#### AUFGABENSTELLUNG 1
Was ist laut dem Lesetext neben einem Zertifikat von entscheidender Bedeutung?
#### AUFGABENSTELLUNG 2
Entnimm alle Einträge, die auf den Lesetext folgen, und gib jede ihrer Zeilen unverändert wieder.

Ob ein Service die für den Kunden ausreichende Sicherheit liefert, wird in Private Clouds durch Zertifikate wie zum Beispiel das SSAE16 sowie die verwendete Architektur und Technologie  sichergestellt. Neben einem Zertifikat ist das SLA (Service Level Agreement) zwischen Anbieter und Nutzer von entscheidender Bedeutung. Im Übrigen kann selbst ein Cloud-Anbieter nicht auf die Daten des jeweiligen Kunden zugreifen. Auch dann nicht, wenn er zu administrativen Zwecken auf die Netzinfrastruktur und Systeme zugreifen muss.

#### DATENEINTRÄGE
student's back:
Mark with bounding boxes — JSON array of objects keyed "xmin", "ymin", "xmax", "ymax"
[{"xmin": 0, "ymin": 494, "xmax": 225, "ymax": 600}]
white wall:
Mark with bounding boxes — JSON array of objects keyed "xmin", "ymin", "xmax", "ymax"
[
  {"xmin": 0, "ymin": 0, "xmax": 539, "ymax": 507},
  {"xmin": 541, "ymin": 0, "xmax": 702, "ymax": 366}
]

#### ANTWORT 1
Das SLA (Service Level Agreement) zwischen Anbieter und Nutzer.

#### ANTWORT 2
student's back:
Mark with bounding boxes — JSON array of objects keyed "xmin", "ymin", "xmax", "ymax"
[{"xmin": 0, "ymin": 494, "xmax": 225, "ymax": 600}]
white wall:
Mark with bounding boxes — JSON array of objects keyed "xmin", "ymin", "xmax", "ymax"
[
  {"xmin": 0, "ymin": 0, "xmax": 539, "ymax": 507},
  {"xmin": 541, "ymin": 0, "xmax": 702, "ymax": 366}
]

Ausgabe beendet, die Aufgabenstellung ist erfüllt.